_EXERCISE_
Your job is to restate each entry word for word.

_SUPPLIED ENTRIES_
= = =
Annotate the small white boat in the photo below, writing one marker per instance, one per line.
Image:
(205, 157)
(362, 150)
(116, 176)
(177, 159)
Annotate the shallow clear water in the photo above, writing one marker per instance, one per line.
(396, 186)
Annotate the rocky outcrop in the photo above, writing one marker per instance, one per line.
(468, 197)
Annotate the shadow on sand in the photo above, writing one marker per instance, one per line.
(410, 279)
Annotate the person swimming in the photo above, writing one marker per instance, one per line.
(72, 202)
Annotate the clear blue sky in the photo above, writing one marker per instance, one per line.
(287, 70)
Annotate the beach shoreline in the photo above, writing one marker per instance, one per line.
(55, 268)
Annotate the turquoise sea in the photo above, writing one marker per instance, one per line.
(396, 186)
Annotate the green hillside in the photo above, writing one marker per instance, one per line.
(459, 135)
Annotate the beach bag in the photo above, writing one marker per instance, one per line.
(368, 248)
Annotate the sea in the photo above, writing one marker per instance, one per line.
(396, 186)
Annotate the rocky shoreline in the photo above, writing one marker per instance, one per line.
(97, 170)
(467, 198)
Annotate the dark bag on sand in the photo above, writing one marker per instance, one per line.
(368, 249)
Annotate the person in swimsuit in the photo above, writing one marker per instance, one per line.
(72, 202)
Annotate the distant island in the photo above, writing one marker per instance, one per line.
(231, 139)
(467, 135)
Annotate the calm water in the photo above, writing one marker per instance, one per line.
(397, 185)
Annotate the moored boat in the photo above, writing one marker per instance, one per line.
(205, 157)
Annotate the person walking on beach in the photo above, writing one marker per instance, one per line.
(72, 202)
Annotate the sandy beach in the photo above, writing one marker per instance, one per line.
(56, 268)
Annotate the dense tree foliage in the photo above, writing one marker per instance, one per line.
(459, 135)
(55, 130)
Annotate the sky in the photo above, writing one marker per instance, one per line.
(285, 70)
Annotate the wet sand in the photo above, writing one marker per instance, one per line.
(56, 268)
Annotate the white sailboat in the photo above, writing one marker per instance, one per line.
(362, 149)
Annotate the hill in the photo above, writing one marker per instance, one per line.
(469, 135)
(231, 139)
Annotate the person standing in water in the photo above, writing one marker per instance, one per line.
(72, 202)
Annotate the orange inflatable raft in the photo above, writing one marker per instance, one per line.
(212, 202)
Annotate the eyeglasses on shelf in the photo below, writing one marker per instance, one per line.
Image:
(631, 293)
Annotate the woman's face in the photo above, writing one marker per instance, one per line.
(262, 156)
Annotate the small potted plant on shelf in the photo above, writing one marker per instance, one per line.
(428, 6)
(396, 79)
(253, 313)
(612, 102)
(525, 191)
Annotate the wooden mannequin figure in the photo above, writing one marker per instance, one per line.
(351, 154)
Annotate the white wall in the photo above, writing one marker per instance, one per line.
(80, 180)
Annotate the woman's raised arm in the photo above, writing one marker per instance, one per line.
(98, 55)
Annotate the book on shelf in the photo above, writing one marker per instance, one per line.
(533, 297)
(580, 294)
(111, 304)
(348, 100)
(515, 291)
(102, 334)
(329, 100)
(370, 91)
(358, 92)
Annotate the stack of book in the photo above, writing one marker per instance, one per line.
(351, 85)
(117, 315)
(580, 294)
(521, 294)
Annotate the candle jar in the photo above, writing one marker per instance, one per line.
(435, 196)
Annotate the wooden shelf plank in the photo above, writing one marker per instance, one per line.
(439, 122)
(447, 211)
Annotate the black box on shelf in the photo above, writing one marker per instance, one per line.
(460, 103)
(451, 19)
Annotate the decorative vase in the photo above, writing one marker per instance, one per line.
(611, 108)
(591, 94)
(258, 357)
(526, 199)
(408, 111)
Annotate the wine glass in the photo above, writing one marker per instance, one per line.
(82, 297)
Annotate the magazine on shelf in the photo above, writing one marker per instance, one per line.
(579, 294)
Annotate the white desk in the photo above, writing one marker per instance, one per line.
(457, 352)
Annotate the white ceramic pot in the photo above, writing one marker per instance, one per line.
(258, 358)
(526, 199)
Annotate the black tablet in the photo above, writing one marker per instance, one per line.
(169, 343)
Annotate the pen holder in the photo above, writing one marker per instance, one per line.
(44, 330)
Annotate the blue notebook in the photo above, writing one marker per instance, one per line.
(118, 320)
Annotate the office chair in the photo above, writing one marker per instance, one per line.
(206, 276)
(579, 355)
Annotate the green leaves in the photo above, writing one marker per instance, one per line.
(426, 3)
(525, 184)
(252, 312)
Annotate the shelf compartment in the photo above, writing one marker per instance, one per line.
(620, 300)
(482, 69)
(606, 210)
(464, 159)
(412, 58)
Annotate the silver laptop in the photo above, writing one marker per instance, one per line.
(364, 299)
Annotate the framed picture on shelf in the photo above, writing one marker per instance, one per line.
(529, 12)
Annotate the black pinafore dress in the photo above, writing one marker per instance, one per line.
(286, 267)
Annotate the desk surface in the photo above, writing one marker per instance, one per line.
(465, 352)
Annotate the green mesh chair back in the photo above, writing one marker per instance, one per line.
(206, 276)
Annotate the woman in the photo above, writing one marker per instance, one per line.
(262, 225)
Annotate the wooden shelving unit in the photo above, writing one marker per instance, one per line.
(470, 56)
= = =
_RESULT FOR THIS EXERCISE_
Annotate the small white boat in the photo below, writing one marker per instance, one per line.
Image:
(205, 157)
(362, 150)
(116, 176)
(177, 159)
Annotate the shallow clear water in the photo above, writing one marker per instance, one per line.
(396, 186)
Annotate the rocky outcrop in the photo above, writing one marker per instance, one per line.
(468, 197)
Annotate the shadow on sand in the photo above, writing one marker per instance, one per line.
(410, 279)
Annotate the person swimming in the photo above, writing one marker per instance, one per line.
(72, 202)
Annotate the clear blue sky in the photo above, writing one marker per instance, one per line.
(287, 70)
Annotate the beach shoreline in the photo above, writing one marker per instance, one per line.
(55, 268)
Annotate the turquoise sea in the photo above, writing one marker per instance, one per line.
(396, 186)
Annotate the green hillside in the photo above, writing one marker per instance, one per line.
(459, 135)
Annotate the beach bag in the photo above, writing one marker per instance, one per line.
(368, 248)
Annotate the sea in the photo above, writing one marker per instance, one per line.
(396, 186)
Annotate the rocky shoreline in the photo above, writing one marker per instance, one per line.
(97, 170)
(467, 198)
Annotate the dark bag on sand in the photo above, writing one marker per instance, one per line.
(368, 249)
Annotate the person in swimsuit in the photo above, writing one marker per instance, one per line.
(72, 202)
Annotate the distant island in the photo above, writing one marker per instance, one per line.
(231, 139)
(467, 135)
Annotate the calm water in the photo above, writing one marker per instance, one per line.
(397, 185)
Annotate the moored boat in the photo above, writing one marker per instance, one per line.
(205, 157)
Annotate the person walking on beach in the photo above, writing one marker per instance, one per line.
(72, 202)
Annotate the sandy beach in the photo above, writing one marker per instance, one per line.
(56, 268)
Annotate the dense tree foliage in the photo above, writing one marker per instance, one per line.
(459, 135)
(55, 130)
Annotate the sky in the photo above, writing one marker per instance, one per line.
(285, 70)
Annotate the wet sand in the photo above, writing one marker per instance, one per line.
(56, 268)
Annotate the white sailboat in the photo above, writing one marker per instance, one per line.
(362, 149)
Annotate the hill in the photo above, writing one marker per instance, one per line.
(469, 135)
(231, 139)
Annotate the person standing in water in the photo above, writing one marker per instance, one per line.
(72, 202)
Annotate the orange inflatable raft in the photo above, writing one marker per instance, one per line.
(212, 202)
Annotate the eyeglasses on shelf in the photo below, writing one marker per instance, one per line.
Image:
(631, 293)
Annotate the woman's face in the photo above, writing one marker per instance, one per line.
(262, 156)
Annotate the small potted plant on shelf in the photo above, writing one marker per instance, one per line.
(428, 6)
(396, 79)
(253, 313)
(612, 102)
(525, 191)
Annotate the wooden mannequin figure in the photo above, writing one marker per instance, one per line.
(351, 154)
Annotate the white wall in the photo above, writing one marker per instance, one per line.
(80, 180)
Annotate the woman's raised arm in the photo above, writing one marker per instance, one per line.
(98, 55)
Annotate the book on shelf in the photo above, writing one marker per instance, one per line.
(533, 297)
(580, 294)
(111, 304)
(348, 100)
(515, 291)
(102, 334)
(329, 100)
(370, 91)
(358, 92)
Annotate the stack of book in the photo above, writing one marker per instance, one per line.
(351, 85)
(117, 315)
(580, 294)
(521, 294)
Annotate the candle jar in the photo above, writing one marker per instance, one per line.
(435, 196)
Annotate the wooden shelf plank in the photo above, writing one marker per instance, one per line.
(439, 122)
(447, 211)
Annotate the black box on shelf in the photo above, writing one marker per instance, one per line.
(460, 103)
(451, 19)
Annotate the decorative vase in the photo above, writing one marker per instance, one per line.
(611, 108)
(591, 94)
(258, 357)
(526, 199)
(408, 111)
Annotate the wine glass in the photo above, writing one marker per instance, one per line.
(82, 297)
Annotate the magazine on shelf in the photo above, writing one marker per instance, one per line.
(579, 294)
Annotate the white desk in the photo above, writing one marker per instance, one per line.
(457, 352)
Annotate the white ceramic pot in the photo above, writing one marker per instance, one per line.
(258, 358)
(526, 199)
Annotate the black tablet in the photo above, writing one marker per instance, one per line.
(169, 343)
Annotate the pen holder in the photo above, writing one marker per instance, one per line.
(44, 330)
Annotate the blue notebook in the photo above, writing one marker per instance, one per line.
(118, 320)
Annotate the office chair in the photo above, writing one marker per instance, one per line.
(206, 276)
(579, 355)
Annotate the green leaves in the photo above, writing one marker per instance, one per line.
(426, 3)
(525, 184)
(252, 312)
Annotate the shelf compartment in the photo above, writing one marker per instance, one per line.
(620, 300)
(482, 69)
(606, 210)
(464, 159)
(412, 58)
Annotate the silver laptop in the photo above, writing one marker per instance, one per line.
(364, 299)
Annotate the framed picture on shelf in the photo above, writing one marker per instance, one per line.
(529, 12)
Annotate the black pinafore dress in the photo above, writing one marker per instance, one per line.
(286, 267)
Annotate the desk surface in the photo above, writing one marker per instance, one per line.
(465, 352)
Annotate the green mesh chair back in the photo above, writing one marker per instance, one per line.
(206, 276)
Annotate the woman in the photo above, writing one marker per instance, one per line.
(262, 225)
Annotate the wooden shelving unit in the photo above, writing one marker per instance, one per line.
(470, 56)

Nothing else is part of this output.